§ What to do:
Copy verbatim the block of lines in the entries below whose first line contains "Where can the spectator" and whose last line contains "Target: player's bent knee". Leave out all other lines.

§ Extracted data:
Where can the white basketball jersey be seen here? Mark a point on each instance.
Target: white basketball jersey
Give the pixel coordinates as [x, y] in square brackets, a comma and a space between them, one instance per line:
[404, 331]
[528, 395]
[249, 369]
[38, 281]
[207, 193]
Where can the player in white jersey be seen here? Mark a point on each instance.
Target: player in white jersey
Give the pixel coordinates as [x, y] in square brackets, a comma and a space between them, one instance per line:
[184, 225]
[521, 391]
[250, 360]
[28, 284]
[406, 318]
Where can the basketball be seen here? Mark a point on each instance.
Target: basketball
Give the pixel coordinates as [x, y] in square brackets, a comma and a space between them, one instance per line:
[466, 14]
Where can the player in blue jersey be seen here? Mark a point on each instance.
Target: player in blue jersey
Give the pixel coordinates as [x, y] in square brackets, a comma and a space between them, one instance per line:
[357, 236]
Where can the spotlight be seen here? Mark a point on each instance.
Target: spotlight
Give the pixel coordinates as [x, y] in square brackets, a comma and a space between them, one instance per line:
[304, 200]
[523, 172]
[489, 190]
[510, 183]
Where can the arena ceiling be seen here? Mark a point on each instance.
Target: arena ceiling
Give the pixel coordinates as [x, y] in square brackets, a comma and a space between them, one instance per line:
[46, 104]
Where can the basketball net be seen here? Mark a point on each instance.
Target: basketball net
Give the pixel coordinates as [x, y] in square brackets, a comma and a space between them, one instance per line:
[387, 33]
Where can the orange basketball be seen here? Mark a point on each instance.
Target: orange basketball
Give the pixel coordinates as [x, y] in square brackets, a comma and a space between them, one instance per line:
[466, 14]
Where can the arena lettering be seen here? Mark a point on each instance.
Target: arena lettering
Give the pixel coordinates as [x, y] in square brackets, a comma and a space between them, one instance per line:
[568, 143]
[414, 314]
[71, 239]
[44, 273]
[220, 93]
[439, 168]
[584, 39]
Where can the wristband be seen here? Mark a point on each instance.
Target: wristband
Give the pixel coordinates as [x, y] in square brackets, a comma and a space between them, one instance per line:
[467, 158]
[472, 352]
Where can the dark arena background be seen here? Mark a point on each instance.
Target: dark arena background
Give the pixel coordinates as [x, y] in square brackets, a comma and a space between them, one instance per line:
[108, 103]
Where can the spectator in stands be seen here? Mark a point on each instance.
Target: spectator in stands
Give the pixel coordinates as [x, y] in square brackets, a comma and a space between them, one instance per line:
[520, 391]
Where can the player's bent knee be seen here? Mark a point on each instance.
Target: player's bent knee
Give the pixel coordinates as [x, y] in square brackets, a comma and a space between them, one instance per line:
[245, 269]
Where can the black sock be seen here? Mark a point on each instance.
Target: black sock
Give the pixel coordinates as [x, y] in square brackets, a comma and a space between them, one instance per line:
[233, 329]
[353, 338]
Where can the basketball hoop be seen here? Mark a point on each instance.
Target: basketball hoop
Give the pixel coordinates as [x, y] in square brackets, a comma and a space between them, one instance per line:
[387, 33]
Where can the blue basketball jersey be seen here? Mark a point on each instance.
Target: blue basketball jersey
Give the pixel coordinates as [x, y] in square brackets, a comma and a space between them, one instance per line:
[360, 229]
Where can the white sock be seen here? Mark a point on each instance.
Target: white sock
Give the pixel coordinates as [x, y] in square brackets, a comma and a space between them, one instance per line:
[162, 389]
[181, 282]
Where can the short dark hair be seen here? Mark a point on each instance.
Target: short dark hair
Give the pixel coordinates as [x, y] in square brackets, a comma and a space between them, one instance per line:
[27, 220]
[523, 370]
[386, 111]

§ Solution to this task:
Where can the spectator in stands be seen here? Mark a point on each instance.
Target: spectator in stands
Give the pixel coordinates as [x, y] in square brackets, a comma and a space between them, one instance per line:
[520, 391]
Where can the player's bent knee be seen here? Mark a point on each instance.
Target: player's bent knee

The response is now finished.